To be done
**a.** Rewrite everything in the soap dispenser text from "In the prior" down to "the failure rate.", replacing "extrusion tube" with "discharge tube".
**b.** From the paragraph of the soap dispenser text under the heading "SUMMARY OF THE INVENTION", list every mechanical component it names. Leave out the soap dispenser as a whole and any surfaces.
**c.** Write the next part of the soap dispenser text, starting after its final sentence.

Text block
Most press plates take a flat linear shape and a user can start squeezing the middle section of the soap dispensing tube. If the middle section of the soap dispensing tube is squeezed and pressed, the liquid soap in the soap dispensing tube will flow upward and downward at the same time. Since the liquid soap at the upper section of the soap dispensing tube still has a counterforce remained, therefore the automatic soap dispenser requires a larger pressing and squeezing force to press the press plate to a predetermined position. If following one discharge cycle of the quantity of soap dispensed is insufficient, then the user will need to permit the automatic soap dispenser to complete one or more additional cycles in order to obtain sufficient liquid soap.

In the prior arts as disclosed in U.S. Pat. No. 6,347,724, some manufacturers install additional components, and these additional components are used together with the soap dispenser so that a user can pinch off the uppermost section of the extrusion tube, and then use the press plate to press and squeeze the middle section of the soap dispensing tube. Although such arrangement can provide sufficient liquid soap for users in one operation, the increased number of control components makes the manufacturing and assembling cost much higher. Further, although the prior art adopts the eccentric wheel, the prior art eccentric wheel is a component using a single force applying force, and some designs even require electric power for their applications which may increase the failure rate.

To overcome the existing shortcomings of the prior art products and make their application more convenient and practical, the inventor of the present invention based on years of experience in related areas and aimed at the foregoing shortcomings to conduct researches and developments and maximize the practicability of the present invention, and finally invented an improved automatic soap dispenser structure.

SUMMARY OF THE INVENTION

The primary objective of this invention is to provide an improved automatic soap dispenser structure that includes a motor and a gear wheel module installed in a driving device of a soap dispenser to drive a driving wheel and uses an eccentric wheel disposed on the driving wheel to produce an eccentric effect. The invention is characterized in that the eccentric wheel couples a link member, and the link member presses a press plate, and a back plate is protruded from the top of an external side of the press plate, and a slightly protruded curved surface is disposed at the middle section and the lower section of an external surface of the press plate.

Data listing
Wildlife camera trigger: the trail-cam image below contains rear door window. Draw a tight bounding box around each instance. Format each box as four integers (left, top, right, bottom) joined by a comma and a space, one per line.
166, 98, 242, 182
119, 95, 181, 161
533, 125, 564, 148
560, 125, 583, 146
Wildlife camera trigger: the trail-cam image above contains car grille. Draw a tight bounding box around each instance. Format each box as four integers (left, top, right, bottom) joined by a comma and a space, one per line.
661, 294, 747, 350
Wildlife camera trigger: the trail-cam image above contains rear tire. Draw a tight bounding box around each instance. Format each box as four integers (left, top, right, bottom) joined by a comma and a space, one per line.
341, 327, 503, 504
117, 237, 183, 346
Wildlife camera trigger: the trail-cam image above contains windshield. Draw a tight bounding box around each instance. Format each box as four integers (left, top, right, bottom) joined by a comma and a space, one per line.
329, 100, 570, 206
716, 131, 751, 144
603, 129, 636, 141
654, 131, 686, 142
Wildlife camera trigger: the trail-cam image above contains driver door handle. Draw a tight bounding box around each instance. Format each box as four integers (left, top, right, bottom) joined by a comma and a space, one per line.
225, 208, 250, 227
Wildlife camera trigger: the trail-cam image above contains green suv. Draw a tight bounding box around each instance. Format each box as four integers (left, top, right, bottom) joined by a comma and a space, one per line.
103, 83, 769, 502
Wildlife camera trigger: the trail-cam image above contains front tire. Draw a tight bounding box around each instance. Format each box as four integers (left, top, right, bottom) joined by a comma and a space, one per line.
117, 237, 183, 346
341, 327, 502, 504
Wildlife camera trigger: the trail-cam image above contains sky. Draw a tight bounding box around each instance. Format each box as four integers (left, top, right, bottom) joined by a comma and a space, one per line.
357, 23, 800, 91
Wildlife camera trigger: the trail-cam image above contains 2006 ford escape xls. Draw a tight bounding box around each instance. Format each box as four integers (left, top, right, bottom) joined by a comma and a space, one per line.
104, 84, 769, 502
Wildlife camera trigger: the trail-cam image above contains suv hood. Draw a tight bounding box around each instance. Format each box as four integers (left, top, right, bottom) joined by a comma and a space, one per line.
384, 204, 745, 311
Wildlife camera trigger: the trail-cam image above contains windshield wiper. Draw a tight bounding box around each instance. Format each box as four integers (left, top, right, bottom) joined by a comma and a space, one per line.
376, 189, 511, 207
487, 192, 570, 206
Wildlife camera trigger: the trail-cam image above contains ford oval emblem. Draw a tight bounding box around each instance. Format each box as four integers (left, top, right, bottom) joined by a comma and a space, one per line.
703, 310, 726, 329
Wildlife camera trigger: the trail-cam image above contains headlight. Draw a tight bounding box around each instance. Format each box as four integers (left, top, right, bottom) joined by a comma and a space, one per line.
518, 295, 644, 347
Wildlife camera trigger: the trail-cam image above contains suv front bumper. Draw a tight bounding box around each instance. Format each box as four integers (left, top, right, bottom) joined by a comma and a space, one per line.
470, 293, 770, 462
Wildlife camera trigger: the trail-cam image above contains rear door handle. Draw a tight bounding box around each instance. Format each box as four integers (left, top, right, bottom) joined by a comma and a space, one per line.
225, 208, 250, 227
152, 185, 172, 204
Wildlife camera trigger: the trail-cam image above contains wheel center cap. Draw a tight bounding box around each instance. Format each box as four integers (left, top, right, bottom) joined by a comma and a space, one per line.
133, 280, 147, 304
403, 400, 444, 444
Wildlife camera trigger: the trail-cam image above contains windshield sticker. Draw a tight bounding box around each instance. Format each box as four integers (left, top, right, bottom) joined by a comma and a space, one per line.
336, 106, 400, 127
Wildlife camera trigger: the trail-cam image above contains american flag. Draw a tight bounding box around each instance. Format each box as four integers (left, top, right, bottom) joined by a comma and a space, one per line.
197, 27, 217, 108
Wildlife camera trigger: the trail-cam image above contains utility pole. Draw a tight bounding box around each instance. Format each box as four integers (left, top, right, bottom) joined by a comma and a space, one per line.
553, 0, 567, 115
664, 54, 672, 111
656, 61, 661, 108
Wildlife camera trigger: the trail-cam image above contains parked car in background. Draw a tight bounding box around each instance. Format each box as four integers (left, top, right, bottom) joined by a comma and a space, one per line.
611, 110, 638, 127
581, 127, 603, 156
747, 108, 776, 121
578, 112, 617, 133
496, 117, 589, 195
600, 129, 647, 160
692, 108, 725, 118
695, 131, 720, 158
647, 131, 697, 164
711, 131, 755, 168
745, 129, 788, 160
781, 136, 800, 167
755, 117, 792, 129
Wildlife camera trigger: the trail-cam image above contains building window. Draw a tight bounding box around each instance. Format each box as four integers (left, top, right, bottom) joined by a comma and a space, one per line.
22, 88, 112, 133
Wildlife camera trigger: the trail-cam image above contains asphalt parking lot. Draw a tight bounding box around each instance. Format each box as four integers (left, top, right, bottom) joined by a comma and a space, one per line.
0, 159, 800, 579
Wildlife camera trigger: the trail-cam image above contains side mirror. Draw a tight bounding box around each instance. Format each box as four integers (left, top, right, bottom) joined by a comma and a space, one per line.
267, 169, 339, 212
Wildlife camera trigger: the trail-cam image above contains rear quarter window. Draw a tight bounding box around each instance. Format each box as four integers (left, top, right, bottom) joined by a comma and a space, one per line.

Answer list
**a.**
In the prior arts as disclosed in U.S. Pat. No. 6,347,724, some manufacturers install additional components, and these additional components are used together with the soap dispenser so that a user can pinch off the uppermost section of the discharge tube, and then use the press plate to press and squeeze the middle section of the soap dispensing tube. Although such arrangement can provide sufficient liquid soap for users in one operation, the increased number of control components makes the manufacturing and assembling cost much higher. Further, although the prior art adopts the eccentric wheel, the prior art eccentric wheel is a component using a single force applying force, and some designs even require electric power for their applications which may increase the failure rate.

**b.**
motor
gear wheel module
driving device
driving wheel
eccentric wheel
link member
press plate
back plate

**c.**
Further, the rear panel corresponds to the press plate, and a latch surface, and a latch surface is protruded from the top of a lateral side, and a slightly recessive curved surface is disposed at the middle section and the lower section of an external side of the rear panel; such that when the press plate compresses a soap dispensing tube, the back plate of the press plate and the latch surface of the rear panel compress to close the upper section of the soap dispensing tube. Since the back plate is propped onto the top of the latch surface, so that the back plate becomes an axle center. If the press plate continues squeezing the soap dispensing tube, the back plate presses and squeezes the upper end of the soap dispensing tube to form a close status and also can maintain the previous pressing and squeezing effect without using additional squeezing force. The curvature and angle of the curved surface of the back plate and the curved surface of the press plate are skillfully designed in a way corresponding to each other to achieve a discharge cycle from the upper end to the lower end of the soap dispensing tube in a fast, power-saving and smooth manner, and then the design of a protruded curved surface of the press plate and a recessed curved surface of the rear panel compress the soap dispensing tube progressively downward. As a result, the liquid soap in the whole liquid supplying tube can be compressed and squeezed out in a single compressing routine, and thus producing a power-saving and smooth compressing effect and improving the applicability of the products.

Other features and advantages of the present invention will become apparent in the following detailed description of the preferred embodiments with reference to the accompanying drawings.

Referring to FIGS. 1 to 4, the improved automatic soap dispenser structure of the present invention comprises a casing 11, a chassis 12, a liquid soap container 13 and a squeeze control box 2; wherein:

The casing 11 is a hollow housing and has a rear panel 3 protruded from the internal bottom of said hollow housing, and the rear panel 3 has a latch surface 31 protruded from the upper section of the rear panel 3, a slightly recessive curved surface 32 disposed at the middle and lower section of the rear panel 3, and a flange 33 disposed at the bottom of the rear panel 3.

The chassis latches and covers the rear of the casing.

The liquid soap container 13 is a rectangular box and has a liquid soap bag for storing an appropriate quantity of liquid soap, and has an appropriate flexible soap dispensing tube 14 disposed at the bottom of a side of the liquid soap container 13 and the liquid soap container 13 is disposed at the upper section between the casing and the chassis.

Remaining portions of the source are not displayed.